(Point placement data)
---
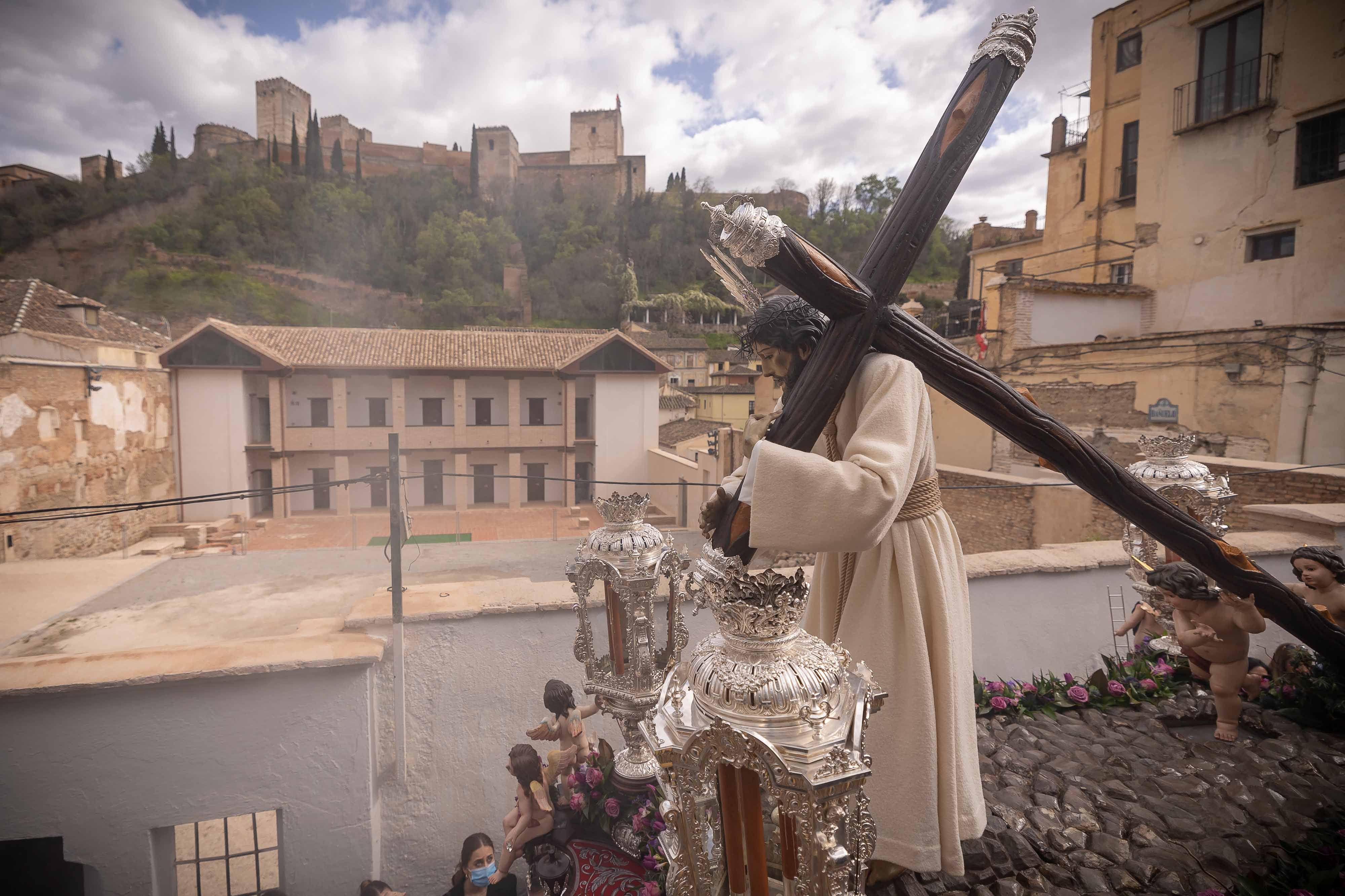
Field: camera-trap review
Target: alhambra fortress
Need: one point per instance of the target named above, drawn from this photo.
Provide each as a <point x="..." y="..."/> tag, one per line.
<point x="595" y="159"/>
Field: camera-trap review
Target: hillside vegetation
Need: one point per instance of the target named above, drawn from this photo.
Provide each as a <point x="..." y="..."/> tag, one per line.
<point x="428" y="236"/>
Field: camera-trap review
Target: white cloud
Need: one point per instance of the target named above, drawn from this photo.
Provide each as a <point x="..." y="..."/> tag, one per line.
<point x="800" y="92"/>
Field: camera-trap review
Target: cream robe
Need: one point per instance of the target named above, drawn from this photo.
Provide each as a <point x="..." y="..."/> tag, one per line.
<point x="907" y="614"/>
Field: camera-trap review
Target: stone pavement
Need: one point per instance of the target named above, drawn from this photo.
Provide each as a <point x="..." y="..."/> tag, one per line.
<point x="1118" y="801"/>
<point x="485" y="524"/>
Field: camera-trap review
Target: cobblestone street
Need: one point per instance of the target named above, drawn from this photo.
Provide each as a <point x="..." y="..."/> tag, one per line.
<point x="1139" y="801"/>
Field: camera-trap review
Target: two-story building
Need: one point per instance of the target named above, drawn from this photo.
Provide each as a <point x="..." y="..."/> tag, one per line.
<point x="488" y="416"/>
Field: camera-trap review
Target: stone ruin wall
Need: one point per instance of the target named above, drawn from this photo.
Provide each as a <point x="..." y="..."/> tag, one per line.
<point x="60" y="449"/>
---
## STATED GOAL
Could you write out all of the data above word for word, leaving the pictures out?

## RIGHT ANSWER
Field: camera-trap review
Target: alhambra fortress
Need: one point per instance of the target named above, drawn from this photo.
Provide each as a <point x="..." y="..."/> tag, one per line.
<point x="595" y="159"/>
Field: camera-trap review
Target: hillside vegetation
Need: one point per instance of the target named above, drawn from this photo.
Provide each as a <point x="..." y="..."/> tag, one per line.
<point x="428" y="236"/>
Field: camera-trap review
Target: white cloud
Need: one point per instance of the target named above, drawn from this photo.
Provide each as a <point x="..." y="..."/> tag, one per line.
<point x="800" y="92"/>
Field: camera-trap review
Target: cream robe
Need: one point per instance of the target named above, drawn from this photo.
Provide each as a <point x="..." y="..."/> tag, one per line.
<point x="907" y="614"/>
Field: camera-trap review
Target: stone pavement
Need: one point per instance of the target named above, drawn from this photo.
Provide each as a <point x="..." y="..."/> tag, one per line.
<point x="1118" y="801"/>
<point x="485" y="524"/>
Field: camera-trap review
Target: cobblestone street
Need: one point per instance of the target named above, drawn from this photo.
Provide each as a <point x="..." y="..."/> tag, one per line.
<point x="1139" y="801"/>
Field: camera-trap review
Target: two-story building
Need: one point per instance of the target named above, drawn from this photo.
Provide each as a <point x="..." y="..."/> tag, one per line.
<point x="488" y="416"/>
Field: camera-trap review
Target: stone ruin wall
Need: one point per instance of the target named above, drawn from this photo.
Provide each as a <point x="..." y="..."/> tag, one per line.
<point x="60" y="449"/>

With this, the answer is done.